- _EXERCISE TASKS_:
A – According to the article below about Indonesia's cocoa doctors, what monthly income did Alexander earn before he joined the program?
B – From the cocoa doctors article below, repeat word for word the passage starting with "Can Indonesia’s ‘cocoa" and going on through "US$700 a month.".

- _SELECTED PASSAGE_:
## begin

Can Indonesia’s ‘cocoa doctors’ save the chocolate industry?

Global chocolate manufacturer Mars has been true to its commitment to make positive impact on the food industry by providing formal training to cocoa farmers in Indonesia—the world’s third largest cocoa producer.

Alexander is one of the many cocoa farmers of Luwa Raya, South Sulawesi, Indonesia who earns a monthly income of US$75, barely enough for him to pay for the schooling of his two children, or even buy milk.

But when he was selected for Mars’ ‘Cocoa Doctor’ programme, his earnings soon reached as much as US$8,800 per year or more than US$700 a month.

This programme is the chocolate giant’s main cocoa sustainability project in Asia, which focuses on Indonesia—the world’s third largest cocoa producer.

Here, farmers are trained to be “cocoa doctors”. They are taught the ins and out of cocoa farming such as knowing when to replace old trees, grafting, picking superior seeds, and how to run a business.

## end

- _DATA BLOCK_:
## begin

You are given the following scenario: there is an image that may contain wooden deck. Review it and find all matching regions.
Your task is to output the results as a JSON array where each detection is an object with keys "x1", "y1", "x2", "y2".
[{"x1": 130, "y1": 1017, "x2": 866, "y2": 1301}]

## end

- _WRITTEN RESPONSES_:
A – US$75 a month

B –
Can Indonesia’s ‘cocoa doctors’ save the chocolate industry?

Global chocolate manufacturer Mars has been true to its commitment to make positive impact on the food industry by providing formal training to cocoa farmers in Indonesia—the world’s third largest cocoa producer.

Alexander is one of the many cocoa farmers of Luwa Raya, South Sulawesi, Indonesia who earns a monthly income of US$75, barely enough for him to pay for the schooling of his two children, or even buy milk.

But when he was selected for Mars’ ‘Cocoa Doctor’ programme, his earnings soon reached as much as US$8,800 per year or more than US$700 a month.